**PROBLEM DETAILS:**
Some lines in the listing hold the word "stem". Return each of them.

--- START ---

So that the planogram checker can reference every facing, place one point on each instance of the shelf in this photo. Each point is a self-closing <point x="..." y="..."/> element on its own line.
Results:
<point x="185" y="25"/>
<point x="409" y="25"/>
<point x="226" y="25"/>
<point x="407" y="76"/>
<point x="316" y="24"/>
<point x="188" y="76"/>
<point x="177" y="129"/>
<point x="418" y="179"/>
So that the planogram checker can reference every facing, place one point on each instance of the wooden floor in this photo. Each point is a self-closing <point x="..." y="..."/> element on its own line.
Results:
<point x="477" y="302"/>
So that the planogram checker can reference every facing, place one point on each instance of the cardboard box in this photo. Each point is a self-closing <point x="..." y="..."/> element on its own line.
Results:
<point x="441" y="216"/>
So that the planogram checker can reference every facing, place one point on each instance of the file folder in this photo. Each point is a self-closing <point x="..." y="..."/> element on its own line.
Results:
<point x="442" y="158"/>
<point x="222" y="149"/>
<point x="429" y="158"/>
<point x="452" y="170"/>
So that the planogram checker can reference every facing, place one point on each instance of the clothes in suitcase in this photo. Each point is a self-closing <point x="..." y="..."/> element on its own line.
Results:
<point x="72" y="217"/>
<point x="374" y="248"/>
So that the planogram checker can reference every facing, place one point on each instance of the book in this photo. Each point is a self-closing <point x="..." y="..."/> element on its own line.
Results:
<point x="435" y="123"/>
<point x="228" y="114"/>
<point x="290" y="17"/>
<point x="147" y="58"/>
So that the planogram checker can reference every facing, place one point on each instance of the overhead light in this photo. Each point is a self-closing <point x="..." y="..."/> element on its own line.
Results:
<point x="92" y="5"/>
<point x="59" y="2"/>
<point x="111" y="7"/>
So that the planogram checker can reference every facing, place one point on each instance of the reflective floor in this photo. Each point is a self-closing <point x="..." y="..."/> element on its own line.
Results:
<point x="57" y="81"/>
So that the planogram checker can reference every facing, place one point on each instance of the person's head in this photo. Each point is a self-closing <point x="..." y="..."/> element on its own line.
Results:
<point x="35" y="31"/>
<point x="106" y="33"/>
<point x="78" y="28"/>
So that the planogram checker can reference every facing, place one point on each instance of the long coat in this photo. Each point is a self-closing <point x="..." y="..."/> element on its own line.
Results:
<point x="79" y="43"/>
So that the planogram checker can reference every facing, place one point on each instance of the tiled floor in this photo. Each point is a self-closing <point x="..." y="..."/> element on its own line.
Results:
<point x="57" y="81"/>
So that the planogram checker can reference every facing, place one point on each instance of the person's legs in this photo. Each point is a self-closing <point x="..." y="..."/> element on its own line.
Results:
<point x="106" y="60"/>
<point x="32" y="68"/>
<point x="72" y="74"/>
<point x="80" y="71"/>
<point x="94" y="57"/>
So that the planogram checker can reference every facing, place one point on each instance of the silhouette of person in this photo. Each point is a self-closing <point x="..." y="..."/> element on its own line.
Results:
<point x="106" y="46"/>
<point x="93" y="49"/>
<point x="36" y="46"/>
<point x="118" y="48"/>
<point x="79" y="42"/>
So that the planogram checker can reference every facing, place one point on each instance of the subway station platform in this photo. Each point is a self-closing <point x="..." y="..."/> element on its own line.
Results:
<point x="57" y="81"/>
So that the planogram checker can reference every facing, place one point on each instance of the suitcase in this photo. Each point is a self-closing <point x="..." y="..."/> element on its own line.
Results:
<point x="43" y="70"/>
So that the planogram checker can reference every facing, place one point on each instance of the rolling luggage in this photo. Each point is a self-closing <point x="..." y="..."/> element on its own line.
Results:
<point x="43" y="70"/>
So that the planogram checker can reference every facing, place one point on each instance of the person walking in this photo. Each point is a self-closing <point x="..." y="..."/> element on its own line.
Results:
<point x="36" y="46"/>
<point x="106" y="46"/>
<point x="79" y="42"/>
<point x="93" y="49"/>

--- END ---
--- START ---

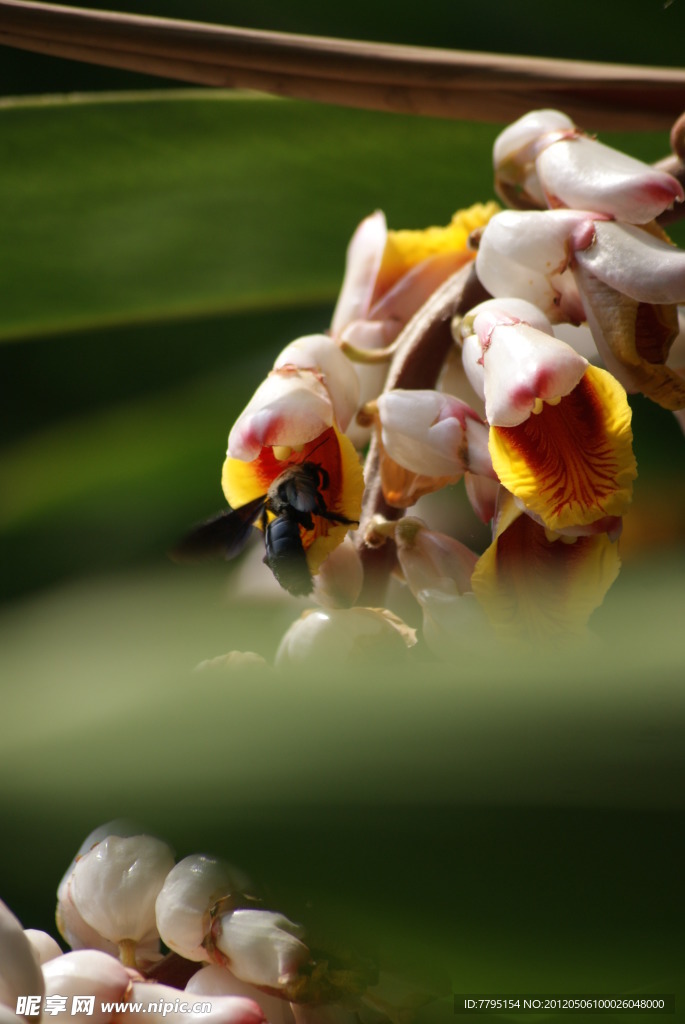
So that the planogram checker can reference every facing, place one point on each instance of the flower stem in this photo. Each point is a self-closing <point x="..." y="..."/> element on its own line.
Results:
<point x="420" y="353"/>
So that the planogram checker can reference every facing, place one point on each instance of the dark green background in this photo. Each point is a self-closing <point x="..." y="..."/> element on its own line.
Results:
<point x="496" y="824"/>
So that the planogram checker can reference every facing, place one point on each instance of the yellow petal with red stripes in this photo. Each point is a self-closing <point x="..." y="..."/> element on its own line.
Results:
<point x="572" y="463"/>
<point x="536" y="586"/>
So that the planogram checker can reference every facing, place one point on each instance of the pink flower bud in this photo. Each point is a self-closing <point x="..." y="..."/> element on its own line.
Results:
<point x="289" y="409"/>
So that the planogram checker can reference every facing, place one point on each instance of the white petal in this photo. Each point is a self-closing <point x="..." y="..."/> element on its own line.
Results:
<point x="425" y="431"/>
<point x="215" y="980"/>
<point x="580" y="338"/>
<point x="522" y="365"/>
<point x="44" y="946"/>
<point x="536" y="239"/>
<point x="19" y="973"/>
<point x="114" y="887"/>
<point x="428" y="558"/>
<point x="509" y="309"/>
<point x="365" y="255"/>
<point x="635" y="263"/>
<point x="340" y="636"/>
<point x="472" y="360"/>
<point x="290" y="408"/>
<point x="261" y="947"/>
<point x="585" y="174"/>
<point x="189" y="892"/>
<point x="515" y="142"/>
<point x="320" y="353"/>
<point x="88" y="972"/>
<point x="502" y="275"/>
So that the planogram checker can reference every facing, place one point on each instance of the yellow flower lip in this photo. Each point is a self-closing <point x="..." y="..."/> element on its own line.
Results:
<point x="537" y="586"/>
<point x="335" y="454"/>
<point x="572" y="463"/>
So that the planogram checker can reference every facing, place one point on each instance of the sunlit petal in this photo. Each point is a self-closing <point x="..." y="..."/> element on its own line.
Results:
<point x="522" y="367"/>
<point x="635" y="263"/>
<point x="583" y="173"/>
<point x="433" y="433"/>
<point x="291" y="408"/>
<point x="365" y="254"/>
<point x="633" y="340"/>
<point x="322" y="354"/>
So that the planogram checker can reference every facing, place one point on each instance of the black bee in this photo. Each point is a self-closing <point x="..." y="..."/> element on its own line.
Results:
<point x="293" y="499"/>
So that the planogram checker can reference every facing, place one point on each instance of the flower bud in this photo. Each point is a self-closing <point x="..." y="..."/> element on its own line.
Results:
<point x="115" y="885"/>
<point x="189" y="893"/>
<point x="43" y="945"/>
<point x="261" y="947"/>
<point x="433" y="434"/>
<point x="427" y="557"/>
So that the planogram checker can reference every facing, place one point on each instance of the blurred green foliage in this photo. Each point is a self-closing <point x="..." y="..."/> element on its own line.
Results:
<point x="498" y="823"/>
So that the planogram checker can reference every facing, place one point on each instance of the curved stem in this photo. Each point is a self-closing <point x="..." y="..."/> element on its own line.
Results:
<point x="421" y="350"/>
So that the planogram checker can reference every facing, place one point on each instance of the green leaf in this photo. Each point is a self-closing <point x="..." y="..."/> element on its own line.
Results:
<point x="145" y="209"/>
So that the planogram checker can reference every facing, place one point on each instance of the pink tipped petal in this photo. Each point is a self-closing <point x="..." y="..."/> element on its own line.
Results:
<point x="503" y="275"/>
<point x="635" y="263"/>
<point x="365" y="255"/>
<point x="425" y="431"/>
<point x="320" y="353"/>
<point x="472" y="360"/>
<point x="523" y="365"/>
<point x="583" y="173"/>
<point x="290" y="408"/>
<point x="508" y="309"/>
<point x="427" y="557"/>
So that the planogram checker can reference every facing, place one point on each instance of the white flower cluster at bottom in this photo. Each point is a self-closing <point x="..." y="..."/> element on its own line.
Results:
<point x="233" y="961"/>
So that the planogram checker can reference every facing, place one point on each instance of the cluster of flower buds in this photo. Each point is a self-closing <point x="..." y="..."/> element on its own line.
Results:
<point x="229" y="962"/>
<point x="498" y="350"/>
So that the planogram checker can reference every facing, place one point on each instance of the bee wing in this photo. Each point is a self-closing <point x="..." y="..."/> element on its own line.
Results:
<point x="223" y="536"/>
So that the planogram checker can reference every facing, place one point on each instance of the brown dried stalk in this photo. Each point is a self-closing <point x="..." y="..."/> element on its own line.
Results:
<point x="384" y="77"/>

--- END ---
--- START ---

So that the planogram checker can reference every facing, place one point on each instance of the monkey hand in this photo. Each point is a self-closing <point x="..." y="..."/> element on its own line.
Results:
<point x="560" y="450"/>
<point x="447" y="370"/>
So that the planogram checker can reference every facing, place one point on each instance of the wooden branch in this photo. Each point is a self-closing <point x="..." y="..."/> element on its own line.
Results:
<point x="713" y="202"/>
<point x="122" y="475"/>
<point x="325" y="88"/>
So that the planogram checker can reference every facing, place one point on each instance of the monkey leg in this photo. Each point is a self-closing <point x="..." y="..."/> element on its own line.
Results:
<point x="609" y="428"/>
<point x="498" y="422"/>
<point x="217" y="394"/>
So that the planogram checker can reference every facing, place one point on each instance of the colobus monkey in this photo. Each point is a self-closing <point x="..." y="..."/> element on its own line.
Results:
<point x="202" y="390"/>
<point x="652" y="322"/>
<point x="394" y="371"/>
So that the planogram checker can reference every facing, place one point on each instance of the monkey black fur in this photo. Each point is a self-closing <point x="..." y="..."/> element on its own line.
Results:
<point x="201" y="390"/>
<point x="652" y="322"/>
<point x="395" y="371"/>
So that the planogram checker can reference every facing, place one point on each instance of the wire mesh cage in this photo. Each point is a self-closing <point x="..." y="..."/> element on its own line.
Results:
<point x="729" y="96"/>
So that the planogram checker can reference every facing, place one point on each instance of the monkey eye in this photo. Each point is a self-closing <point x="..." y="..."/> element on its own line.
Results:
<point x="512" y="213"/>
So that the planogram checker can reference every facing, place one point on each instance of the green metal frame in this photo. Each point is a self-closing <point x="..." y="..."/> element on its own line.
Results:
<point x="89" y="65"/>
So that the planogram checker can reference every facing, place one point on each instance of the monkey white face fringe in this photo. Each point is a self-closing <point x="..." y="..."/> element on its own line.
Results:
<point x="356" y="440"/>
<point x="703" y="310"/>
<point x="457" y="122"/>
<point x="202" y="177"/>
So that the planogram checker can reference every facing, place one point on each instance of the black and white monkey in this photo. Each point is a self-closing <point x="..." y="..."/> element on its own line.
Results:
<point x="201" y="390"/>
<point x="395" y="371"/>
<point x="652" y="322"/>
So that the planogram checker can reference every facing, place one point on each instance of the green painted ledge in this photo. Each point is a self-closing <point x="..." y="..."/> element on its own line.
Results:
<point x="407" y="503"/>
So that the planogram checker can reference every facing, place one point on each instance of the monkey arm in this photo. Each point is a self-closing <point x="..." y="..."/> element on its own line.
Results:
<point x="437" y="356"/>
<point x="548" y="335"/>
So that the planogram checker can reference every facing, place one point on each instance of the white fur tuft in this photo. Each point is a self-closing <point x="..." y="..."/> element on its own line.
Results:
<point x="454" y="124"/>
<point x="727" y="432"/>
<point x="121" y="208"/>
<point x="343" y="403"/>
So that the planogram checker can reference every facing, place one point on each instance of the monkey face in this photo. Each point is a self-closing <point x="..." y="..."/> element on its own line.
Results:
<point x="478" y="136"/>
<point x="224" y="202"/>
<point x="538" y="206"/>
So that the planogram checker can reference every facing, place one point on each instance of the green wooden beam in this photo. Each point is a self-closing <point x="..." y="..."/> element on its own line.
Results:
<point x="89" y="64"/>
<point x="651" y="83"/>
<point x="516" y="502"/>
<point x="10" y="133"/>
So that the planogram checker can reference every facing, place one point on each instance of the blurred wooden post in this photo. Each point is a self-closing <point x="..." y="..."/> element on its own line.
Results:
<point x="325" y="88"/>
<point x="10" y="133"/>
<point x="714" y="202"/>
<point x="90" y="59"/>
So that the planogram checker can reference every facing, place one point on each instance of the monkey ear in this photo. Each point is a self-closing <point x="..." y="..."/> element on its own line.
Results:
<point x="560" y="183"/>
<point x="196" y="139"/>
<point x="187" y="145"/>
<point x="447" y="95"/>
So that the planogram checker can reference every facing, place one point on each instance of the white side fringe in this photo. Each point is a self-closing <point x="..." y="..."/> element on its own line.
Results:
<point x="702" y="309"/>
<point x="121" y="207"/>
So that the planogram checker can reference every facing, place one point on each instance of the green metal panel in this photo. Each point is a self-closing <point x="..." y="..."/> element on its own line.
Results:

--- END ---

**RESPONSE FOR THIS EXERCISE:**
So that the planogram checker can reference every facing, place one point on each instance of the flower stem in this photo. Each point is a self-closing <point x="..." y="..."/> element on its own line.
So that the planogram checker can reference every facing, place one point on each instance of the curved stem in this photo. Each point is a self-closing <point x="..." y="..."/> element on its own line.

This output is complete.